What you will do —
Can you convert the lines of the records below into a JSON list of strings, one string per line with blank lines left out, starting with the line that contains "Find the white football" and continuing through the end of the records?

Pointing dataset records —

** start **

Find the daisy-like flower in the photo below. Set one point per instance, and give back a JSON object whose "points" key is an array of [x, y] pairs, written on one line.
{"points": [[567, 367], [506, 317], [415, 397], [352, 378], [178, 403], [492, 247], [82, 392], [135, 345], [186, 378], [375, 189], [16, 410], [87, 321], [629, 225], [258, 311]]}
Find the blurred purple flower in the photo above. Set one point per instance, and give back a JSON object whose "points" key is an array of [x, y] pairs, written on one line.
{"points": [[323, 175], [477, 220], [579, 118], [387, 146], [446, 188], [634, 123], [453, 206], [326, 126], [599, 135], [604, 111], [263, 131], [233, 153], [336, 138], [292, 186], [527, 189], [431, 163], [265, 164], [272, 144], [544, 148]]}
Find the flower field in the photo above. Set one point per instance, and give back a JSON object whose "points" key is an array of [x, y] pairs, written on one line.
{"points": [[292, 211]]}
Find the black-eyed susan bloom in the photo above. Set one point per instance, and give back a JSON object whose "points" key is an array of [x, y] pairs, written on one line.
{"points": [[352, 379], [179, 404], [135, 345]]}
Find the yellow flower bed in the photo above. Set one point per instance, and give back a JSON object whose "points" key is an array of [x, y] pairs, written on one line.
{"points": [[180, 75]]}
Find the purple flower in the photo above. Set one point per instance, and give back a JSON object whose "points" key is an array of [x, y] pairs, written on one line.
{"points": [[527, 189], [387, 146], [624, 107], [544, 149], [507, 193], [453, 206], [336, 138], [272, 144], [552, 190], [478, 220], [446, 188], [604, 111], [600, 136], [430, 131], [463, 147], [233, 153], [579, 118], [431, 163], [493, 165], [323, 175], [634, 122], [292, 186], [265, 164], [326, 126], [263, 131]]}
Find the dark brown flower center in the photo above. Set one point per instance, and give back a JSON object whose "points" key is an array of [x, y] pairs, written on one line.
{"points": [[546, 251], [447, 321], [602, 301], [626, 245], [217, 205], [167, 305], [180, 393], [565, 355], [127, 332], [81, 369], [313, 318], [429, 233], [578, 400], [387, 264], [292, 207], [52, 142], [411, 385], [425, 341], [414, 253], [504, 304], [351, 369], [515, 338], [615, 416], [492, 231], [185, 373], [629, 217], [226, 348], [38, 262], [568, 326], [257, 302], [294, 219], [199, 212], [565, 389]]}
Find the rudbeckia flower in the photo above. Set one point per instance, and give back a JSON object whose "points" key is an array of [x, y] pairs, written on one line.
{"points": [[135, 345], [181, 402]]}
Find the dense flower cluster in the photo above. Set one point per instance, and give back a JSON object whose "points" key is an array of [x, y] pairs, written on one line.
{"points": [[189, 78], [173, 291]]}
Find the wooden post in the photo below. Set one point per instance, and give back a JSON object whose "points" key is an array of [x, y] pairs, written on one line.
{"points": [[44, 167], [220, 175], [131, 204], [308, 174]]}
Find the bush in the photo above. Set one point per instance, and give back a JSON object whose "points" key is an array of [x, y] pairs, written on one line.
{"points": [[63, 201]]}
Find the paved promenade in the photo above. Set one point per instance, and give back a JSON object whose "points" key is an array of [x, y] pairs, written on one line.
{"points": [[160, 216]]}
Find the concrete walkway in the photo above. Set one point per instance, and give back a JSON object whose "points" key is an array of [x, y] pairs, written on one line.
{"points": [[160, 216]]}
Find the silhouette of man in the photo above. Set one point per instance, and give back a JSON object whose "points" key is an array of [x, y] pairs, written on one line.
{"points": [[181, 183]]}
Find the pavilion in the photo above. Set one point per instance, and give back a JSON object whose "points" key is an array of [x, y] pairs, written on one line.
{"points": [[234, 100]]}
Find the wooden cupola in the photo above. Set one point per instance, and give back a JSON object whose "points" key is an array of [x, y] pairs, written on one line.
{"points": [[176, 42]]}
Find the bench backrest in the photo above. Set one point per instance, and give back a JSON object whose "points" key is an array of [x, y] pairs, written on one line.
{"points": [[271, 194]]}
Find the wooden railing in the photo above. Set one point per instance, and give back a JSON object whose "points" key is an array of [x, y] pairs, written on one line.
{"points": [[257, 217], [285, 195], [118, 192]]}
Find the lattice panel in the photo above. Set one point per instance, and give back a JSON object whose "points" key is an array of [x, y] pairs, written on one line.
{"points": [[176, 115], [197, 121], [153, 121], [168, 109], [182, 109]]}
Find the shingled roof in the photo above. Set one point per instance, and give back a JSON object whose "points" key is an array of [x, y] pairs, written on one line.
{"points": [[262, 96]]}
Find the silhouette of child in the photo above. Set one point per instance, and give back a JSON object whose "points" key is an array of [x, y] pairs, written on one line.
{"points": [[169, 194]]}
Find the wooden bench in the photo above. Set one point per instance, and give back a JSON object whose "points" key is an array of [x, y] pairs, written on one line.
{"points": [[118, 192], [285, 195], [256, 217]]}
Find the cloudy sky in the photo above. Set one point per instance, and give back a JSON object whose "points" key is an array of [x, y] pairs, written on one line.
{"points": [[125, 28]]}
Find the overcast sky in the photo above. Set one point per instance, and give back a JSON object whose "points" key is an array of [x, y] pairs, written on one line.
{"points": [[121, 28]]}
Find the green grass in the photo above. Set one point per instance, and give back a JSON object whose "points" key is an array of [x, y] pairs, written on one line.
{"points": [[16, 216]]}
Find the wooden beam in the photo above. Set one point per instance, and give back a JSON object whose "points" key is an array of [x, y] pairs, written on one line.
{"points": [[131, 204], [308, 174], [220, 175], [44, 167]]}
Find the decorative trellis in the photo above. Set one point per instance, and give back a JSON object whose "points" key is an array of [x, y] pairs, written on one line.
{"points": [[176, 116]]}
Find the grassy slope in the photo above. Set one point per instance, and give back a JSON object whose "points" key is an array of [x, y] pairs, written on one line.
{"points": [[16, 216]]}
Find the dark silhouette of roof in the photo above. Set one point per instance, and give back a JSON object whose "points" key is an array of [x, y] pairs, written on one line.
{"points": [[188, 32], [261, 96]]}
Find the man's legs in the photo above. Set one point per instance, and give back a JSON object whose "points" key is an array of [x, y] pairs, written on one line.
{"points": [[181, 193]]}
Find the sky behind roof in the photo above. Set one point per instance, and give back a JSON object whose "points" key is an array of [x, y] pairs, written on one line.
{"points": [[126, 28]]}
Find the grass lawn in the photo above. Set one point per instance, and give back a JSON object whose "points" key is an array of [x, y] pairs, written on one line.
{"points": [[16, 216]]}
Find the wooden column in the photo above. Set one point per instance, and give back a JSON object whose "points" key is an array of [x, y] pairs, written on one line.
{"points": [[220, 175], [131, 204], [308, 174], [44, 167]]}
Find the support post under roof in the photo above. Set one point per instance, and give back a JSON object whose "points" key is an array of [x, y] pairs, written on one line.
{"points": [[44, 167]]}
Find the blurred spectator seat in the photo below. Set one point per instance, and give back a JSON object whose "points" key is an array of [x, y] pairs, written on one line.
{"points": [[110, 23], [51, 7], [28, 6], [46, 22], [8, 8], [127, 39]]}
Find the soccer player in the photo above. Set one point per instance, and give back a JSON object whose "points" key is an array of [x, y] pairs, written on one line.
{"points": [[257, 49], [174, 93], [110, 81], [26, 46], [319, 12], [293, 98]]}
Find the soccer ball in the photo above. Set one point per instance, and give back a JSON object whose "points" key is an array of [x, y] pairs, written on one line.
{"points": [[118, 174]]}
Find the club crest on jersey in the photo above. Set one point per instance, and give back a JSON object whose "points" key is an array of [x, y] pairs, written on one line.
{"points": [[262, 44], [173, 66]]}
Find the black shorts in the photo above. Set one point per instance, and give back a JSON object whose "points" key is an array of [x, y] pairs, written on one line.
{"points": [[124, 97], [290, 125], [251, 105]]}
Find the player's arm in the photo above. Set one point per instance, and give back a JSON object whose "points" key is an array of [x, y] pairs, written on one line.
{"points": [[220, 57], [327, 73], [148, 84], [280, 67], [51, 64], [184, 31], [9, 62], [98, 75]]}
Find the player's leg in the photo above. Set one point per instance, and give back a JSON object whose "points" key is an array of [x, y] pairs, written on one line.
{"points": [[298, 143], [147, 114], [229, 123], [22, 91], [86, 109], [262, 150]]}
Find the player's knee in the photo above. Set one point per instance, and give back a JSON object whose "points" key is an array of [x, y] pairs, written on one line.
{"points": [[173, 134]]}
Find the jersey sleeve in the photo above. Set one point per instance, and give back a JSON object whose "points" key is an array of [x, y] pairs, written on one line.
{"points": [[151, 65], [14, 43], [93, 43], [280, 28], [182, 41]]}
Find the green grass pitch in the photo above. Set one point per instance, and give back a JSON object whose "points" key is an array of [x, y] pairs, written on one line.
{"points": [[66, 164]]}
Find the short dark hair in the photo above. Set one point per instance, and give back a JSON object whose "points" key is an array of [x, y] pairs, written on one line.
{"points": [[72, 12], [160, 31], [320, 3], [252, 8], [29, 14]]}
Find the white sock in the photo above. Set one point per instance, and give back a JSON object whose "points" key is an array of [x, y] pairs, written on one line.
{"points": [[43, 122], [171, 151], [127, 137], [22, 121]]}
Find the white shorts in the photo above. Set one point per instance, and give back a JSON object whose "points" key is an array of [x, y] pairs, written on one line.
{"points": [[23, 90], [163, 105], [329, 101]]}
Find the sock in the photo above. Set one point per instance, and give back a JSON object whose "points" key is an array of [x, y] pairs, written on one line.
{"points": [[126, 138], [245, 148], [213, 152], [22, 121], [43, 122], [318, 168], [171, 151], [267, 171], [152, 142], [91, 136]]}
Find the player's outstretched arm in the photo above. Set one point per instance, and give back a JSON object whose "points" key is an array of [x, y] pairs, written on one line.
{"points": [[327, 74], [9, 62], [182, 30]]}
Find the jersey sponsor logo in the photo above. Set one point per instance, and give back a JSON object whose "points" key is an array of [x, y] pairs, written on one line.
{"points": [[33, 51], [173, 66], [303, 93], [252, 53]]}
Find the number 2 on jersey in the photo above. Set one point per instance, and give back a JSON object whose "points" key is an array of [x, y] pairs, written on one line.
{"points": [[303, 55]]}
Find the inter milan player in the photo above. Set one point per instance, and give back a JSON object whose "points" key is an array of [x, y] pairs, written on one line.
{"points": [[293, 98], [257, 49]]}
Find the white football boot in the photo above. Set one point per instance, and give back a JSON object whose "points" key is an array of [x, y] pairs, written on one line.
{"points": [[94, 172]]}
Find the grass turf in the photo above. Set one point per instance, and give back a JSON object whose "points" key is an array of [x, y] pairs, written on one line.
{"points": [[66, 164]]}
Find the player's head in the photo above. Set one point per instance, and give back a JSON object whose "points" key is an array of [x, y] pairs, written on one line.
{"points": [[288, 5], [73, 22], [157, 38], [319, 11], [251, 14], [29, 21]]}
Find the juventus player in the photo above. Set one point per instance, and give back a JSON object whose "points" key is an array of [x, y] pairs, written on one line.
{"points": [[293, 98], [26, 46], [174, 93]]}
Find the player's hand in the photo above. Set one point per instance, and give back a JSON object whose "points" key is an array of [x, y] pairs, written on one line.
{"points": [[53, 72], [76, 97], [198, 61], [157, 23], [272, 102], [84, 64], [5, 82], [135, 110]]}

** end **

Correct response —
[
  "Find the white football boot in the photo above. Set one point per instance, and give back a JSON object whose \"points\" key is an array of [x, y] pairs, written on one line.",
  "{\"points\": [[94, 172]]}",
  "Find the grass turf in the photo above. Set one point per instance, and give back a JSON object whose \"points\" key is an array of [x, y] pairs, written on one line.",
  "{\"points\": [[66, 164]]}",
  "Find the player's head in the photo above. Set one point per instance, and give back a JSON object whose \"points\" key is an array of [x, y] pairs, written on one line.",
  "{\"points\": [[288, 5], [73, 22], [157, 38], [319, 11], [251, 14], [29, 21]]}",
  "Find the juventus player in the photo above. Set one point per instance, and give back a JSON object whose \"points\" key is an array of [x, y] pairs, written on one line.",
  "{\"points\": [[293, 98], [26, 46], [174, 93]]}",
  "Find the player's hand in the photo above. Set one point per instance, and give back a JSON object whose \"points\" key is an array of [x, y] pairs, written on one line.",
  "{\"points\": [[53, 72], [76, 97], [198, 61], [157, 23], [272, 102], [84, 64], [5, 82], [135, 110]]}"
]